• [GIVEN TASK 1] Locate every line in the listing below that contains the string "emblem", and copy each of those lines. Match case exactly.

• [DOCUMENT SECTION]
◆ ◆ ◆ ◆

A different strategy of interference alignment was developed in [15] under the name of ergodic interference alignment. This approach is more amenable to analysis. It has not only provided a simpler proof of the $K/2$ degrees of freedom attainable for the K-user interference channel, but also to a tighter characterization of capacity. It has also been extended to various network environments. For multi-source single-hop networks, it appears that some form of “interference alignment” is required when the number of SD pairs is more than two.

Following up on these successes for single-hop networks, more recent and emerging work has considered multi-source multi-hop networks. For multi-source multi-hop networks, interference can be not only aligned but also cancelled or partially cancelled through multiple paths [16,17], which is referred to as interference neutralization. It was pointed out in [16] that for the K-user 2-hop network with L relays, interference can completely be neutralized if $L\ge K(K-1)+1$. Recently developed interference neutralization with symbol extension has tightened the required number of relays, and as a result, characterizes the optimal sum degrees of freedom of the 2-user 2-hop network with 2 relays [18].

◆ ◆ ◆ ◆

• [LISTED RECORDS]

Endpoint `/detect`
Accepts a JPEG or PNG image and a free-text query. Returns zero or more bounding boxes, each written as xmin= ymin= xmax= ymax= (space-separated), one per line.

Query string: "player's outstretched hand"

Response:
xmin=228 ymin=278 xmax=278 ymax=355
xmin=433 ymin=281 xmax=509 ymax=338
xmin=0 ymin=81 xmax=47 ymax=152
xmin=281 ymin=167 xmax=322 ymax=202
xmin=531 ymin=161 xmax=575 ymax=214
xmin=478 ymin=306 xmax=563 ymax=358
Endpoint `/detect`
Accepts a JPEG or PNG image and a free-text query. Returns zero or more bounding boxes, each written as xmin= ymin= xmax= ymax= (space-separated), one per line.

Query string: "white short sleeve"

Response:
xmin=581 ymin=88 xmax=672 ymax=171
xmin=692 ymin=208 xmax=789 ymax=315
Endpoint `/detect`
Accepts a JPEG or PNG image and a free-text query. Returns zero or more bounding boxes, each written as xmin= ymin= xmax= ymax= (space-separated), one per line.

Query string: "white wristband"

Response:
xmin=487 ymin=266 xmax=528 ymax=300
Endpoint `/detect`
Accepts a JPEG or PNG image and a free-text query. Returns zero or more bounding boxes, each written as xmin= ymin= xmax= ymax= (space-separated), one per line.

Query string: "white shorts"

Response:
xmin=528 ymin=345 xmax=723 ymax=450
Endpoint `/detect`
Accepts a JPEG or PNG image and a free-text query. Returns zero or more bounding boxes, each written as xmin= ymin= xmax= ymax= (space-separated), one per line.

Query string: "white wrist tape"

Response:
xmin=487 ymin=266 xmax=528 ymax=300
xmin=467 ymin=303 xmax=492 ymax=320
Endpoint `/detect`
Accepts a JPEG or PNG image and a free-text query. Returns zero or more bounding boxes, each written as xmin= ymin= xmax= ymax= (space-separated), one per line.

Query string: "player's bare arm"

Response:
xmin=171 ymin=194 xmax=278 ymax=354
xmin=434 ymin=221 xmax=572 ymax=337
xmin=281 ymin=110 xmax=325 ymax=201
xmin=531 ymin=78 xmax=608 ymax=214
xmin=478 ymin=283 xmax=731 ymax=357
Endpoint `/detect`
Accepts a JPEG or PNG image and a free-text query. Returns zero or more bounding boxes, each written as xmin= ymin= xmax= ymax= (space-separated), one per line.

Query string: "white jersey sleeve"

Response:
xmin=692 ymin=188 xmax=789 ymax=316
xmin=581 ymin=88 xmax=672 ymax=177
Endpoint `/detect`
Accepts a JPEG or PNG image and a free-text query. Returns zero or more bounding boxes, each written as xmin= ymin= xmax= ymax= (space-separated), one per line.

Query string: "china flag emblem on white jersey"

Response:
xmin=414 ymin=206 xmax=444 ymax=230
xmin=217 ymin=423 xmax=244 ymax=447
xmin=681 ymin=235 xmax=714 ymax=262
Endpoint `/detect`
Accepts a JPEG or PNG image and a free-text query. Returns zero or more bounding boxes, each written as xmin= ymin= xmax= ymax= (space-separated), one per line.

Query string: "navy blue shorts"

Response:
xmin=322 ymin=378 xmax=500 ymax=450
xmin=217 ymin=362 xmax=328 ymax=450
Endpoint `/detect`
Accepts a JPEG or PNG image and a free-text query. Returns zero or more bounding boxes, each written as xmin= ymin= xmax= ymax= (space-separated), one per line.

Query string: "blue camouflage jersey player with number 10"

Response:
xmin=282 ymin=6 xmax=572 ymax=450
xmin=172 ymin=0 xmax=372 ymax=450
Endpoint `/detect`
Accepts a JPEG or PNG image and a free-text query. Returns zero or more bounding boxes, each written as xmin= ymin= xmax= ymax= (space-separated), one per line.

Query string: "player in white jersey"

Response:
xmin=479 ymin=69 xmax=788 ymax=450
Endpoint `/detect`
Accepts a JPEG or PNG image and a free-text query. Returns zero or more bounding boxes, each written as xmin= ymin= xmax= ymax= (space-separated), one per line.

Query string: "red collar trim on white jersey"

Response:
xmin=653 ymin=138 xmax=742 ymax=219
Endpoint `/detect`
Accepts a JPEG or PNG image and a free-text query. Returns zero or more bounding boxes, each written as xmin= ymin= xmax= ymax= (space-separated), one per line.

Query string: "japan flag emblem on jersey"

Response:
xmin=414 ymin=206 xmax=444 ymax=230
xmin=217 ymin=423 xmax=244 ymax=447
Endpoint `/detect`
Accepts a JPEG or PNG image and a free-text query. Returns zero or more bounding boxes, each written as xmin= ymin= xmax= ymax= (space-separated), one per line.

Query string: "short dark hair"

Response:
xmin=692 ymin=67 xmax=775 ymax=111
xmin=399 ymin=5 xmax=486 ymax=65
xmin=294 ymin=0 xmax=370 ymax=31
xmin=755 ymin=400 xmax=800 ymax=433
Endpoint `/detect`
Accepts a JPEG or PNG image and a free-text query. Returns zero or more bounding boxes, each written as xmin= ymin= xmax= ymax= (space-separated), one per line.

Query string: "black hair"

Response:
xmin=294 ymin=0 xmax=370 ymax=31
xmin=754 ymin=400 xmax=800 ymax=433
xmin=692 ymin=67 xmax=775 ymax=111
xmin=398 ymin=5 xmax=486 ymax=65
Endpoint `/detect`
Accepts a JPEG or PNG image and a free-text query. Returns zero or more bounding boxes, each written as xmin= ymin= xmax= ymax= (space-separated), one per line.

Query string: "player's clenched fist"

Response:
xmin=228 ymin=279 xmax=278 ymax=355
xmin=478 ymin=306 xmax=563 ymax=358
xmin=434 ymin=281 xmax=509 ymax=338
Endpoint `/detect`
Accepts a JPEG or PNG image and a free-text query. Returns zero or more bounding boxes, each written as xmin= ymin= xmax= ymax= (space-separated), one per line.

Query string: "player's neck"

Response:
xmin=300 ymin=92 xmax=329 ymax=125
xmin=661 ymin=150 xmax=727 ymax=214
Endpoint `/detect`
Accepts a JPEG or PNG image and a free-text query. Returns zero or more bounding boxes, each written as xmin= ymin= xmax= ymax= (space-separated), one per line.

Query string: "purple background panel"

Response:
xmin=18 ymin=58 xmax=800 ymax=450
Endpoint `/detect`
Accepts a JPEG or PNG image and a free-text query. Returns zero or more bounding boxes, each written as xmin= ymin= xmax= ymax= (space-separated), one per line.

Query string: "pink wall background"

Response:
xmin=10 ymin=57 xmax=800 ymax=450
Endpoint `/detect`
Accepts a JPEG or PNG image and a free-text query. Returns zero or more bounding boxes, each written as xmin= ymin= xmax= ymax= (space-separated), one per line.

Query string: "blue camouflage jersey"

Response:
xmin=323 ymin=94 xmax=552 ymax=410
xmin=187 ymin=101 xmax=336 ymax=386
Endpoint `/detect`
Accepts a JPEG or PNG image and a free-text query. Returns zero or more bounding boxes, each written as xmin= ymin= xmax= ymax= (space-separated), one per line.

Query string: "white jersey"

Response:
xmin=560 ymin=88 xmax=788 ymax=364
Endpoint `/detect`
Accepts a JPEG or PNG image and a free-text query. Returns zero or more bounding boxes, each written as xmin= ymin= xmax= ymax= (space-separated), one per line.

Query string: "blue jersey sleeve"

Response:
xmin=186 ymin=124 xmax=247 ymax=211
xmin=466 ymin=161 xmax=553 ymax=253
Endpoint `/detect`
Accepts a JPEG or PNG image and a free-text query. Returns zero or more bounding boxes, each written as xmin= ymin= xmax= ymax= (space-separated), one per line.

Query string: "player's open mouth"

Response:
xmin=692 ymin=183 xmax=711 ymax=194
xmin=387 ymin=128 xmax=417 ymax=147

◆ ◆ ◆ ◆

• [GIVEN TASK 2] Transcribe the interference alignment passage above, everything from "A different strategy" down to "more than two.".

• [FINISHED ANSWER 1]
Query string: "china flag emblem on white jersey"
Query string: "japan flag emblem on jersey"

• [FINISHED ANSWER 2]
A different strategy of interference alignment was developed in [15] under the name of ergodic interference alignment. This approach is more amenable to analysis. It has not only provided a simpler proof of the $K/2$ degrees of freedom attainable for the K-user interference channel, but also to a tighter characterization of capacity. It has also been extended to various network environments. For multi-source single-hop networks, it appears that some form of “interference alignment” is required when the number of SD pairs is more than two.